§ Set task: Rewrite the part of the listing below that opens with its first line and closes with the line containing "[349, 657, 518, 759]", both ends included, keeping every request unchanged. Multiply each bounding-box coordinate in the answers by 0.95 and round it to a whole number, with halves rounded up.

*** Data extract ***

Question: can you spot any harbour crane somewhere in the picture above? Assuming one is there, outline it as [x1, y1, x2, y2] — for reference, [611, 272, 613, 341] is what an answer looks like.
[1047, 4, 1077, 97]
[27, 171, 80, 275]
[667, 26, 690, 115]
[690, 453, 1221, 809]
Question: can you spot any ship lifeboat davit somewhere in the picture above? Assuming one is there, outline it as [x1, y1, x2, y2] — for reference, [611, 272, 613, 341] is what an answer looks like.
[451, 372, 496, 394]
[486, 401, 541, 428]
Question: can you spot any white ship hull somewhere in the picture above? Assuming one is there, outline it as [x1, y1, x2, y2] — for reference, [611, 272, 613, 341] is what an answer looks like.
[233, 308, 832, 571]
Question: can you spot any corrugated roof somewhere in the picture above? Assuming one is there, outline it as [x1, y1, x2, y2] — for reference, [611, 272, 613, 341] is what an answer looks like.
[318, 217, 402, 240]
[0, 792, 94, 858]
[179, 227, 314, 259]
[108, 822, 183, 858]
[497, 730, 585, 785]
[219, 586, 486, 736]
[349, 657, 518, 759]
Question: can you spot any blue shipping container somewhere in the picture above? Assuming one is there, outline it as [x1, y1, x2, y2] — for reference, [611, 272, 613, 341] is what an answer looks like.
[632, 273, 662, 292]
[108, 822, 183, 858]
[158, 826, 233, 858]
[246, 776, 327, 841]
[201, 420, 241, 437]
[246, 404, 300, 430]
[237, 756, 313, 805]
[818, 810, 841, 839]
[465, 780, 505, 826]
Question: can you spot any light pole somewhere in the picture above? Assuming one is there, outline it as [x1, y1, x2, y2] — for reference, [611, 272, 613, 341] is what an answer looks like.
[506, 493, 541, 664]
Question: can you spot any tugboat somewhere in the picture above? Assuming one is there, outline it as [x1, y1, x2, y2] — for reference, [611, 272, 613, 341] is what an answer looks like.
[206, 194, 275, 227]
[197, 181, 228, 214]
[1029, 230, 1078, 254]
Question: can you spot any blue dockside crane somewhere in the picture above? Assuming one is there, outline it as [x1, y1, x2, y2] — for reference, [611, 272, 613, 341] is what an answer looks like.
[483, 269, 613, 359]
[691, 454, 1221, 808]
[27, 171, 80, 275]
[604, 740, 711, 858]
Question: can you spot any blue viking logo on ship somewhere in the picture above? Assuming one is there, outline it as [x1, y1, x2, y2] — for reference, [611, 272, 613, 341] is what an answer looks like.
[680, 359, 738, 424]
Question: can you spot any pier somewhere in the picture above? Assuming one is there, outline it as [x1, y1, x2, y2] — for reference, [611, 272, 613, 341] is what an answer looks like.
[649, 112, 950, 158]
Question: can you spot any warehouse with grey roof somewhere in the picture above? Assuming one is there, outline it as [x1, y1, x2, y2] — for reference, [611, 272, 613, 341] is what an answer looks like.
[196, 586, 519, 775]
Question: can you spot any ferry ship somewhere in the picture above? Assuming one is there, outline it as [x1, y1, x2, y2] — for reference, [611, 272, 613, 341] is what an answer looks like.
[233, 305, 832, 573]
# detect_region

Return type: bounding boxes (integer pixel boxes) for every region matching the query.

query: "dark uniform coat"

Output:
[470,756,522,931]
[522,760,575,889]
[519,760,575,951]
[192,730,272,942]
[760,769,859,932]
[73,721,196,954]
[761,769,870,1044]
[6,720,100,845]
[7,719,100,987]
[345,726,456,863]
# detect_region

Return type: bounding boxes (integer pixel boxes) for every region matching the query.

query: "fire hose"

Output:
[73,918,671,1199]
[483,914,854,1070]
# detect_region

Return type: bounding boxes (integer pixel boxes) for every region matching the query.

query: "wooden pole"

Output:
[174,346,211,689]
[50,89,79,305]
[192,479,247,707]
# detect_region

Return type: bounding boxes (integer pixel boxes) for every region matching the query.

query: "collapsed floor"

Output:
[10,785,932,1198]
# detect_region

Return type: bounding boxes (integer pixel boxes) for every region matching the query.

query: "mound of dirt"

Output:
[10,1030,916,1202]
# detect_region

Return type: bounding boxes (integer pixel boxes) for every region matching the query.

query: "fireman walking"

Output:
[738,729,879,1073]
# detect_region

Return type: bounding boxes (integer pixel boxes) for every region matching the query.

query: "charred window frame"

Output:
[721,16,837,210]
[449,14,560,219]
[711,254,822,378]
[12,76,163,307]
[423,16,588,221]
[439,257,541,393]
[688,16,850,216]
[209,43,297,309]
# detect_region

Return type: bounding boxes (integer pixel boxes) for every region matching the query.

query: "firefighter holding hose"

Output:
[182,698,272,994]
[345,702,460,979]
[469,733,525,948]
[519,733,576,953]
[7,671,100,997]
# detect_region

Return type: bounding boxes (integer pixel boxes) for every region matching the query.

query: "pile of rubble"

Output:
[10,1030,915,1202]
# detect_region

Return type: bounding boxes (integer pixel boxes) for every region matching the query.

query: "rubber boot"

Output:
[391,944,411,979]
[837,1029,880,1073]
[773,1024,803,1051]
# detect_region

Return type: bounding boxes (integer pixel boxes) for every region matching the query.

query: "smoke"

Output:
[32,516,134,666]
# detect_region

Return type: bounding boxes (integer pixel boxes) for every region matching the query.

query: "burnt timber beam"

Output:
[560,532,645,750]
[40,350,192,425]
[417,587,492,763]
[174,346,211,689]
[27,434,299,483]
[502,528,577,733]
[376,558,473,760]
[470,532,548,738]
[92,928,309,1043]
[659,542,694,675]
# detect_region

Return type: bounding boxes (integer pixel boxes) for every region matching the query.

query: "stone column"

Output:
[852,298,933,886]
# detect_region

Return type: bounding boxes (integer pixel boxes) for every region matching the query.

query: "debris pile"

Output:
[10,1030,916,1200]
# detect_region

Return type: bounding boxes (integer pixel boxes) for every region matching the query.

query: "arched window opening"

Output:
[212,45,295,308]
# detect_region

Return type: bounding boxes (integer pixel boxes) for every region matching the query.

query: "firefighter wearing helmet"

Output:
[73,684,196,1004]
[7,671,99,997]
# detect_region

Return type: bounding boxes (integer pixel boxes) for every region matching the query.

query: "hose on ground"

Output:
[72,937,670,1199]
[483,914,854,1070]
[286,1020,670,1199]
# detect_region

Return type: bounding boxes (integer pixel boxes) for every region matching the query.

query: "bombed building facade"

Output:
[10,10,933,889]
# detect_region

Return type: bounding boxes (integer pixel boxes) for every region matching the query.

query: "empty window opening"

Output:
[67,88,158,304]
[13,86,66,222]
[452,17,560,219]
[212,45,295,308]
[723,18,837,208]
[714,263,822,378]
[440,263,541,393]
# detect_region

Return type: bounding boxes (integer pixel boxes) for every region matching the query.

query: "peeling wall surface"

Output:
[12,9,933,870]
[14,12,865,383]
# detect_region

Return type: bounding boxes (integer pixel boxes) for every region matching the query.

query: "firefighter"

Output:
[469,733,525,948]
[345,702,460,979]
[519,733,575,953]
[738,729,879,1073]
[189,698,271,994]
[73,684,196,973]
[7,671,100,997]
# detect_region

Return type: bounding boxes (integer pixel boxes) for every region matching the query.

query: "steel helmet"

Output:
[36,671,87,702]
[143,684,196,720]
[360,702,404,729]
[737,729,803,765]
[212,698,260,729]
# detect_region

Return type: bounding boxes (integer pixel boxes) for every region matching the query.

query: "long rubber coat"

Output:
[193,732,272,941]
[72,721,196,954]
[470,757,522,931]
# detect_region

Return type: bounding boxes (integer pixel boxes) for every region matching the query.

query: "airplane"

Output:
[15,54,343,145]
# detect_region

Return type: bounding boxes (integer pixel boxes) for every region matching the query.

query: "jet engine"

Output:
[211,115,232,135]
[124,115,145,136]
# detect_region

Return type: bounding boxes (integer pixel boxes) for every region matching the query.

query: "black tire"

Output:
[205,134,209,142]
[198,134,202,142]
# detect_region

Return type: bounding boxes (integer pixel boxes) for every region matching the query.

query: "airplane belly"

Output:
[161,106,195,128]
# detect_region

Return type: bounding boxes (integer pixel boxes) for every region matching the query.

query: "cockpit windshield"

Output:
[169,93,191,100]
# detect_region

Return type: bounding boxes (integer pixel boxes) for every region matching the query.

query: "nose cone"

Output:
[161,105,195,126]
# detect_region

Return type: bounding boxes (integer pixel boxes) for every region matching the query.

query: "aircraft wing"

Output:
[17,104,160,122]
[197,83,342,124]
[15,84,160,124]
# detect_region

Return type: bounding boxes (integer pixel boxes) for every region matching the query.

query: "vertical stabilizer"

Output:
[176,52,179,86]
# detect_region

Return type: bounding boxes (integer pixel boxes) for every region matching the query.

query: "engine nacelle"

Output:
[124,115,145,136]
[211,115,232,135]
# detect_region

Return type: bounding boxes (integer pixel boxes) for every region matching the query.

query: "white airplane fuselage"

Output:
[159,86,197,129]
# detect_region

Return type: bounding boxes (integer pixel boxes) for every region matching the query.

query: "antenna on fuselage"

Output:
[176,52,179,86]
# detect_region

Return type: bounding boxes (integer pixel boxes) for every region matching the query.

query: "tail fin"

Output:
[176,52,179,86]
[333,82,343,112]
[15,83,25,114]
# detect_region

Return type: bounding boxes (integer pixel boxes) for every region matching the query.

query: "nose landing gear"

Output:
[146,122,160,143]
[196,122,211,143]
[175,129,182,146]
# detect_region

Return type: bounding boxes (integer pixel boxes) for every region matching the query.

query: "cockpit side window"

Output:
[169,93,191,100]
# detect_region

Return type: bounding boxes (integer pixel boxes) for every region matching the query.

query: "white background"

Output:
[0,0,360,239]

***

§ Solution for this problem:
Question: can you spot any harbour crane somewhere in the picture above? Assuming one is there, outline it as [x1, y1, x2, y2] — for reference, [611, 272, 613, 341] is what an answer looks like.
[995, 4, 1023, 92]
[26, 162, 76, 261]
[634, 25, 656, 109]
[656, 430, 1160, 769]
Question: can you spot any ship lifeboat davit somewhere in the picture above? Assuming one is there, outline it as [x1, y1, x2, y2] — for reference, [611, 272, 613, 341] is what an answer looks like.
[428, 353, 471, 374]
[462, 381, 514, 407]
Question: can you spot any white ship hull somewhere in the picture above? Assuming one is there, outline it as [x1, y1, x2, y2] — for reference, [611, 272, 613, 341] is what an answer looks like.
[221, 293, 790, 542]
Question: can you spot any corrugated roof somewhere in the picture above? Assuming one is there, outline it as [x1, y1, x2, y2] — for reference, [611, 272, 613, 341] is what an answer looks like.
[302, 206, 382, 228]
[0, 752, 89, 815]
[170, 216, 298, 246]
[103, 781, 174, 815]
[472, 694, 556, 746]
[208, 557, 462, 699]
[332, 624, 492, 721]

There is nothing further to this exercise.